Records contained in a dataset
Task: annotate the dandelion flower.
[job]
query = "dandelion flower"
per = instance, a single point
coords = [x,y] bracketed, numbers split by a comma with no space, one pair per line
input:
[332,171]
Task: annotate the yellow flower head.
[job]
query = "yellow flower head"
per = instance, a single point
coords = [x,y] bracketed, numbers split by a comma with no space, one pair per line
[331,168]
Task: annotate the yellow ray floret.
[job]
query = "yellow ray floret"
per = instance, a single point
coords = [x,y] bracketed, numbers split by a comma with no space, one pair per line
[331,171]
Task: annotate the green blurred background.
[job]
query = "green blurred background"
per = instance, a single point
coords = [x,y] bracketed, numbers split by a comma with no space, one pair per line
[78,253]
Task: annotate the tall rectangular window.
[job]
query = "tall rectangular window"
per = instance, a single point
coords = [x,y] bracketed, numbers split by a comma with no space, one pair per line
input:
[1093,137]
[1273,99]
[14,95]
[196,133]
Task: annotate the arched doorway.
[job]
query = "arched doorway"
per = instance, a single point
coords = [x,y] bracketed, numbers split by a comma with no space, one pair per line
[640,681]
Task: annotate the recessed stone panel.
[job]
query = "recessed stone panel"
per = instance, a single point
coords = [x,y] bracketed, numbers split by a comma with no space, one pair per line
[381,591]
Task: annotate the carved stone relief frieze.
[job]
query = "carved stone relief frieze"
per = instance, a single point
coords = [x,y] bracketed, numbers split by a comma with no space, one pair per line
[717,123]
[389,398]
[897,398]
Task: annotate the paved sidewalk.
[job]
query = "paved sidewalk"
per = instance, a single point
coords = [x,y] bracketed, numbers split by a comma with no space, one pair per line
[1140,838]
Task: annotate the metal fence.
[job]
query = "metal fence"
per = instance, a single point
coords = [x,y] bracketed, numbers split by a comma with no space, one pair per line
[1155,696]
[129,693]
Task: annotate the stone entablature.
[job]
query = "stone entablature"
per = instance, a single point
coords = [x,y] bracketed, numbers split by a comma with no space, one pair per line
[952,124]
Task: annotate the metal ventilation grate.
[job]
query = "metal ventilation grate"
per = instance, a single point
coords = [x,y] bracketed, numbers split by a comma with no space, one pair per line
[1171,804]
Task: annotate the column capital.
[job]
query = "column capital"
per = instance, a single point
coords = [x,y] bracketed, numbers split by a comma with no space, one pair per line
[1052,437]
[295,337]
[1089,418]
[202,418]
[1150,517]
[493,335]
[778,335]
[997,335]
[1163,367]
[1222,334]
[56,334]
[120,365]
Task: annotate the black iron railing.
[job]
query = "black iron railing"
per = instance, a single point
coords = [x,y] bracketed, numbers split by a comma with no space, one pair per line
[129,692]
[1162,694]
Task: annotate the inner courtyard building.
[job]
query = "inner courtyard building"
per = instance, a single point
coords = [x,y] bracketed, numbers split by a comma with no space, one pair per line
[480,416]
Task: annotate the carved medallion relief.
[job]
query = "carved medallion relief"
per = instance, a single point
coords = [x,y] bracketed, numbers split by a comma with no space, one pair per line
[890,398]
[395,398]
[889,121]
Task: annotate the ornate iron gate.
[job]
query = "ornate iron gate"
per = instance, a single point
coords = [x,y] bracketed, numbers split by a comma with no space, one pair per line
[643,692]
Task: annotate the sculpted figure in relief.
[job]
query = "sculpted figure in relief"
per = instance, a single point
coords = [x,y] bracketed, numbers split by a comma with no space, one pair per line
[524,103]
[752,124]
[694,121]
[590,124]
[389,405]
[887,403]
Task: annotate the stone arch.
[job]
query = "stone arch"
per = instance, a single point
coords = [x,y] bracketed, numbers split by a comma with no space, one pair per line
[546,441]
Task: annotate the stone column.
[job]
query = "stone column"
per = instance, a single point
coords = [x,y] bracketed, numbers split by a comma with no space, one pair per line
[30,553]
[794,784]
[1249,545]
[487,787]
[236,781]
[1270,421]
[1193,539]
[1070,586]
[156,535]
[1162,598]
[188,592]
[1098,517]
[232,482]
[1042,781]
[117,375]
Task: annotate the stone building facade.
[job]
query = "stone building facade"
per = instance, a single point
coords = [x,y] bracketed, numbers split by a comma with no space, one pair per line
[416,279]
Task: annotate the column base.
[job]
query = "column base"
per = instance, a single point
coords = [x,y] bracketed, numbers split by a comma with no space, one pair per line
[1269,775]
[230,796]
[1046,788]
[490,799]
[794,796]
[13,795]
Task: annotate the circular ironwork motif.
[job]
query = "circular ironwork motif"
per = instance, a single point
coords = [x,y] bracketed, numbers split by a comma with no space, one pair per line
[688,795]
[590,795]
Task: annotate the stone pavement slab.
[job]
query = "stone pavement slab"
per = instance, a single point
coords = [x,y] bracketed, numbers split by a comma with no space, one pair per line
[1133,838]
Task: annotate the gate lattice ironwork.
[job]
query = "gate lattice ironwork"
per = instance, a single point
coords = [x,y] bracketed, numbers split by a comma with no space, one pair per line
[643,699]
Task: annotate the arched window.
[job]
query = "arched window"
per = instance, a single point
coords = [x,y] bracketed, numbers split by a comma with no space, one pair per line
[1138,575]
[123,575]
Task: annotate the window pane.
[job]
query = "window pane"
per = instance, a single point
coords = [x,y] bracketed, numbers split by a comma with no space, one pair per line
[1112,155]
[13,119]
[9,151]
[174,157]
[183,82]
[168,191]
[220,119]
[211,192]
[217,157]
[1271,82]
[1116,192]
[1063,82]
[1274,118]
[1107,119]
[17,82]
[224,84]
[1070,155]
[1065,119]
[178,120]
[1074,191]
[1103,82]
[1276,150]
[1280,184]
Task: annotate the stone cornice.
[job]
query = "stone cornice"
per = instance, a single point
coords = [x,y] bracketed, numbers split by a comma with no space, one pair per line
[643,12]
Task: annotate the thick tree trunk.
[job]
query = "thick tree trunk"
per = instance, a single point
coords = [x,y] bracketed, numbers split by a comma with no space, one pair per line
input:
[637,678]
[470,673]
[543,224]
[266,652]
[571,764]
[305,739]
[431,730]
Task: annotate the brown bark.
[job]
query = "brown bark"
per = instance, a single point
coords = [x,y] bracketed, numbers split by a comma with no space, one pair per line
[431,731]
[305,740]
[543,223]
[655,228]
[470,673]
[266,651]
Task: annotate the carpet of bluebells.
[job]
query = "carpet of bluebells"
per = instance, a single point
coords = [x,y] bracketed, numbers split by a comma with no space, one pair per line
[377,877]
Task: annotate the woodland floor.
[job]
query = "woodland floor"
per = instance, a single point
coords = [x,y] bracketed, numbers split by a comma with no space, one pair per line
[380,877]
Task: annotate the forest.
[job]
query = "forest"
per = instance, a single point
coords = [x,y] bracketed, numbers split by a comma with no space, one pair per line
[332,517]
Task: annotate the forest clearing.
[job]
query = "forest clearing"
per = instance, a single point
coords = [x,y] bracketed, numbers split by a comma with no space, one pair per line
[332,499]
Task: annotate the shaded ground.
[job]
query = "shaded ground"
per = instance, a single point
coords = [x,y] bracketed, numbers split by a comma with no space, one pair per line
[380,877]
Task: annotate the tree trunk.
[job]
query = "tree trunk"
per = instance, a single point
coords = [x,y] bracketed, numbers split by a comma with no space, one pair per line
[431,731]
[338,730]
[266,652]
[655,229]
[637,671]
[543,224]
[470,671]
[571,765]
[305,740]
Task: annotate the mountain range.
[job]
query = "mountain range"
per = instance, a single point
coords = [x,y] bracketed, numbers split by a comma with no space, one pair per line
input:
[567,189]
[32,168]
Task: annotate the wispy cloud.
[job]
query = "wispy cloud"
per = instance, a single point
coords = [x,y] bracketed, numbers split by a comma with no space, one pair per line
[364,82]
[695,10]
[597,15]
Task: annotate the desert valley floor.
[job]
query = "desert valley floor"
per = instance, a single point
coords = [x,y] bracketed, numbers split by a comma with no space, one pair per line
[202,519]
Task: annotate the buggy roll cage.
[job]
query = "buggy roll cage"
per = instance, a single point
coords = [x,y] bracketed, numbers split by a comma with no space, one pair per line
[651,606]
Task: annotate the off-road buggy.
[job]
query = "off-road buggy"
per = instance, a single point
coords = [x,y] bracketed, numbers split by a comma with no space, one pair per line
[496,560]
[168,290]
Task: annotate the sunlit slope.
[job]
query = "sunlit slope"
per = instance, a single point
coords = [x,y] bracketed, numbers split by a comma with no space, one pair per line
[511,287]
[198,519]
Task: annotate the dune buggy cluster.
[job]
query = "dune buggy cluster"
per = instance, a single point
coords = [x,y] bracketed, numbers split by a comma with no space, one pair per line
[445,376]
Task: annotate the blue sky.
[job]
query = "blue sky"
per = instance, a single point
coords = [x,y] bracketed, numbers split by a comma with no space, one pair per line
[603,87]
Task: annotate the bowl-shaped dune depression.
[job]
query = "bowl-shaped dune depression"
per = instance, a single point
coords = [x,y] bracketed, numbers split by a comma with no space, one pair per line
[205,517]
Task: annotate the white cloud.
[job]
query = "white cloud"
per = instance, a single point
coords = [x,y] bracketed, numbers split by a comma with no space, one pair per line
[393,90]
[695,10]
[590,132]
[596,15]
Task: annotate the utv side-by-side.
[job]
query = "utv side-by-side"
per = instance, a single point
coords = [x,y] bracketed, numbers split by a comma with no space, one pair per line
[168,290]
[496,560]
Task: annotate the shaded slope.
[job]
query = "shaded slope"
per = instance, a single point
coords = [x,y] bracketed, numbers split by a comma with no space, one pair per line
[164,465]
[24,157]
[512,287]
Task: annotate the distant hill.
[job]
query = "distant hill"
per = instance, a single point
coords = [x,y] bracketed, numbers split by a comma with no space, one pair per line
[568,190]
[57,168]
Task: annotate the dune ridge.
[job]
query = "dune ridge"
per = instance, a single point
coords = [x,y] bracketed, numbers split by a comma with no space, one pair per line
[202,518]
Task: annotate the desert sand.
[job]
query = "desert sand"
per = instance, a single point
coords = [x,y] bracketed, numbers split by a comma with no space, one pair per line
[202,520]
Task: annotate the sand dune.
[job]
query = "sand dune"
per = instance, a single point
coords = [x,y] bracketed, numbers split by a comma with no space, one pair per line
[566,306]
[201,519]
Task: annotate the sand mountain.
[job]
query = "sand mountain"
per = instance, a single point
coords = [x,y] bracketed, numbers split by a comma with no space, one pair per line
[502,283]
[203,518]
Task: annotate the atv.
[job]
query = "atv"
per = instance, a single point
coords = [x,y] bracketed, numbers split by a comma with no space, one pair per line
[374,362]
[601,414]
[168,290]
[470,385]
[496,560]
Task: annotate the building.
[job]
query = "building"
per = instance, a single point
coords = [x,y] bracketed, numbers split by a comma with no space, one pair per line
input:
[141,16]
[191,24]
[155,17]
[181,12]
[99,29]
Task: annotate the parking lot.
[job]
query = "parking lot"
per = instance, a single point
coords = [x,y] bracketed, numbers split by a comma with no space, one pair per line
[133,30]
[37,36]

- TASK TO CARRY OUT:
Identify all lines in the records above with the word "metal".

- RESULT FOR THIS EXERCISE:
Task: annotate the metal fence.
query = "metal fence"
Task: annotate the metal ventilation grate.
query = "metal ventilation grate"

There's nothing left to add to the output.